Por qué el sueño urbano de dotarse de infraestructuras de primer nivel para canalizar el tráfico de buses -a principios del siglo pasado- ha acabado en una instalación olvidada

5/10/2024 - 

VALÈNCIA. El único consuelo para justificar el estado calamitoso y la mínima ambición respecto a la estación de autobuses de València es aplicar la máxima sobre ‘el mal de muchos’. Hay colección de estaciones de buses cuyo acceso condena a una especie de inframundo, pasaje a un mundo sórdido. 

En un tiempo de afán porque las puertas de entrada a una ciudad luzcan y expresen un proyecto de ciudad -especialmente si ese acceso es por avión-, los motivos para el estado de la estación de autobuses tiene que ver con su propio estatus social: una infraestructura considerada de segunda; con una visión clasista de los viajeros que acoge. La estación de buses no estaría para lucirse por el simple motivo de que no pertenece a ese catálogo de edificios o infraestructura de los que una ciudad suela sacar pecho.
====
PROBLEMA BREVE 1 »
Responde a estas preguntas sobre el texto de la estación de autobuses de València.
(a) ¿Qué fecha lleva el texto?
(b) ¿Qué máxima se aplica como único consuelo para justificar el estado de la estación?
(c) ¿Cómo se considera la estación de autobuses como infraestructura?
PROBLEMA BREVE 2 »
Indica si cada afirmación concuerda con el texto de la estación de autobuses de València y cita las palabras que lo deciden.
(a) La estación de autobuses de València se encuentra en buen estado.
(b) Hay muchas estaciones de autobuses con un acceso sórdido.
(c) El texto menciona el acceso por avión como aquel en que más se quiere que la entrada a la ciudad luzca.
PROBLEMA BREVE 3 » Continúa el texto sobre la estación de autobuses de València a partir de su última frase.
Los datos no tienen ningún papel en esto.

ENTRADAS EXTRAÍDAS »
====
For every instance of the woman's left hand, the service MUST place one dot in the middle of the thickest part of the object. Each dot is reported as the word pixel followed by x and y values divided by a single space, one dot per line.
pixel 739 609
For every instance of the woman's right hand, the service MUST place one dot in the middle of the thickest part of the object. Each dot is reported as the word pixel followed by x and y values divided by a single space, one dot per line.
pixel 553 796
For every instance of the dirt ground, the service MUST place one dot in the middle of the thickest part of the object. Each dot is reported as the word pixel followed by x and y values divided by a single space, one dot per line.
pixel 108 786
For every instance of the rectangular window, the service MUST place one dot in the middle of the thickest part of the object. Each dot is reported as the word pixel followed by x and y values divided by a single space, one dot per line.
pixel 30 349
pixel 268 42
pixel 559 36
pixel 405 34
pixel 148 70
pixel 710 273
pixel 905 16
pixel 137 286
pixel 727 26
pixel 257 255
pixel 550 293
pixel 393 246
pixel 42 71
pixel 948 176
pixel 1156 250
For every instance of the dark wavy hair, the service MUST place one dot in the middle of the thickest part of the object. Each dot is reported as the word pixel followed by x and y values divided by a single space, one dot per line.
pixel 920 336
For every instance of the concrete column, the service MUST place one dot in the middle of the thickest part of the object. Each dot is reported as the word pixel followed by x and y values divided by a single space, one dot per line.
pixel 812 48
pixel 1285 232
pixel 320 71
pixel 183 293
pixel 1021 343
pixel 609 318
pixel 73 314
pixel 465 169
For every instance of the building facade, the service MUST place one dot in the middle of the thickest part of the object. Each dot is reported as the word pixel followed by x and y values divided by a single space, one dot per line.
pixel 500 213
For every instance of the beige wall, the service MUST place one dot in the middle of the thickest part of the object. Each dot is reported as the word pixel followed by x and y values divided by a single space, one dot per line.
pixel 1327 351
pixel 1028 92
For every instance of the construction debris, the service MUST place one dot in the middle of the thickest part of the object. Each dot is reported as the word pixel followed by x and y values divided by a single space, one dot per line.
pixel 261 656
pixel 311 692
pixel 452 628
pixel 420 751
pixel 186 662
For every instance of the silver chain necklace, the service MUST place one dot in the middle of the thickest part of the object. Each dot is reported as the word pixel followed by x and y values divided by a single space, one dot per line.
====
RESPUESTA 1 »
(a) 5/10/2024.
(b) La máxima sobre "el mal de muchos".
(c) Como una infraestructura considerada de segunda.

RESPUESTA 2 »
(a) No: "justificar el estado calamitoso".
(b) Sí: "Hay colección de estaciones de buses cuyo acceso condena a una especie de inframundo, pasaje a un mundo sórdido."
(c) Sí: "especialmente si ese acceso es por avión".

RESPUESTA 3 »
De tanto dejarla estar, ha pasado a ser un patio trasero de la ciudad. Por no tener ni tiene ni apellido: una de las pocas estaciones de València a la que no se le ha añadido el nombre, en modo homenaje, de alguna figura pública. Porque claro, a quién se le va a hacer esa faena… Si las fuerzas locales se lamentan de la mala imagen que da el estado abandonado del Nou Mestalla, ¿qué imagen aporta entonces la terminal de buses?

Con un 2,2 en Google, algunos de sus últimos comentarios pertenecen al género de lo truculento: “el estado de las instalaciones es lamentable y sucio, sentía que en cualquier momento se caía el techo encima”, “Si se pudiera puntuar con menos estrellas lo haría, que asquerosidad de terminal, una sala de espera pordiosera, paredes sucias, ventanales sucios, sin climatización, cucarachas por el suelo”.

Debe ser porque la estación de autobuses es ese lugar al que solo van ‘los demás’ por lo que jamás parece asunto central en la agenda propia. Tampoco ahora, cumpliéndose los primeros cien años de la eclosión del bus en las calles de València.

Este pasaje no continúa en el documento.